# START OF GIVEN ENTRIES
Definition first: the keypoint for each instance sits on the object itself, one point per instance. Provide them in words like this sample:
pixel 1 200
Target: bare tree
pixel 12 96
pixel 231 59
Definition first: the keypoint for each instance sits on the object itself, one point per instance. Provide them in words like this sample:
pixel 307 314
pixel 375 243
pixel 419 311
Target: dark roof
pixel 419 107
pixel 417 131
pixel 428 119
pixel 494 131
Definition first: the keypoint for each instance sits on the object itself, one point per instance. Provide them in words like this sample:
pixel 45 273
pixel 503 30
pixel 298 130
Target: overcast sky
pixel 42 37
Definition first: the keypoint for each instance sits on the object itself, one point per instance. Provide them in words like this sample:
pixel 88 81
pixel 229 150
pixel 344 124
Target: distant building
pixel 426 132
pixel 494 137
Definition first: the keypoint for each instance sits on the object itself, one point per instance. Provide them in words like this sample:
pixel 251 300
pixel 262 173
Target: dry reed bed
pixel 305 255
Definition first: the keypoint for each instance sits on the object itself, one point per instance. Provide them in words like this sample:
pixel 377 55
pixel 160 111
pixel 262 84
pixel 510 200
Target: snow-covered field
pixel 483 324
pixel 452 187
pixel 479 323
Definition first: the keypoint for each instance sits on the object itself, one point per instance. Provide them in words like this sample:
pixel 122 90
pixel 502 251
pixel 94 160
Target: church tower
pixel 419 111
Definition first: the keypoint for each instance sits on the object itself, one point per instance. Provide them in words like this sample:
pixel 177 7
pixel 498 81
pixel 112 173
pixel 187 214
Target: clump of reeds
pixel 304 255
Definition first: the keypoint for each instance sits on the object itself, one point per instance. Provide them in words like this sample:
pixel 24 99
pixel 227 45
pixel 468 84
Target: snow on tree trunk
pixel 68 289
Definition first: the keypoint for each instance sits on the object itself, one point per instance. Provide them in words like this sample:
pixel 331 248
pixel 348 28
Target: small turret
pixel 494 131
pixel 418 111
# END OF GIVEN ENTRIES
Repeat the records above exactly.

RESULT:
Definition first: the keypoint for each instance sits on the object itself, one point per instance. Provide them in words like this sample:
pixel 1 200
Target: bare tree
pixel 12 96
pixel 231 59
Definition first: the keypoint for each instance sits on the object itself, one point per instance. Provide them in words like this sample:
pixel 307 314
pixel 375 243
pixel 419 311
Target: dark roof
pixel 419 107
pixel 417 131
pixel 428 119
pixel 494 131
Definition first: the keypoint for each instance sits on the object itself, one point per instance. Provide them in words like this sample:
pixel 45 273
pixel 503 30
pixel 298 130
Target: overcast sky
pixel 42 37
Definition first: the keypoint for each instance sits on the object itself, one point per instance. Provide them in words like this sample:
pixel 88 81
pixel 229 150
pixel 344 124
Target: distant building
pixel 426 132
pixel 494 137
Definition first: the keypoint for each instance sits on the object itself, one point per instance. Provide them in words like this sample:
pixel 251 300
pixel 262 173
Target: dry reed bed
pixel 305 255
Definition first: the keypoint for each instance sits on the object itself, one point per instance. Provide them in words like this sample:
pixel 377 55
pixel 160 111
pixel 262 84
pixel 510 200
Target: snow-covered field
pixel 483 324
pixel 452 187
pixel 479 323
Definition first: the keypoint for each instance sits on the object itself, one point per instance. Provide them in words like this sample:
pixel 122 90
pixel 502 251
pixel 94 160
Target: church tower
pixel 419 111
Definition first: the keypoint for each instance sits on the object itself, one point per instance. Provide them in words like this sample:
pixel 177 7
pixel 498 81
pixel 112 173
pixel 187 214
Target: clump of reeds
pixel 304 255
Definition first: the keypoint for each instance sits on the object itself, one point per instance. Provide them in words like this sample:
pixel 24 99
pixel 227 45
pixel 468 84
Target: snow on tree trunk
pixel 68 289
Definition first: the keypoint for each instance sits on the object itself, one point per instance. Provide them in words like this sample:
pixel 331 248
pixel 348 28
Target: small turret
pixel 494 131
pixel 418 111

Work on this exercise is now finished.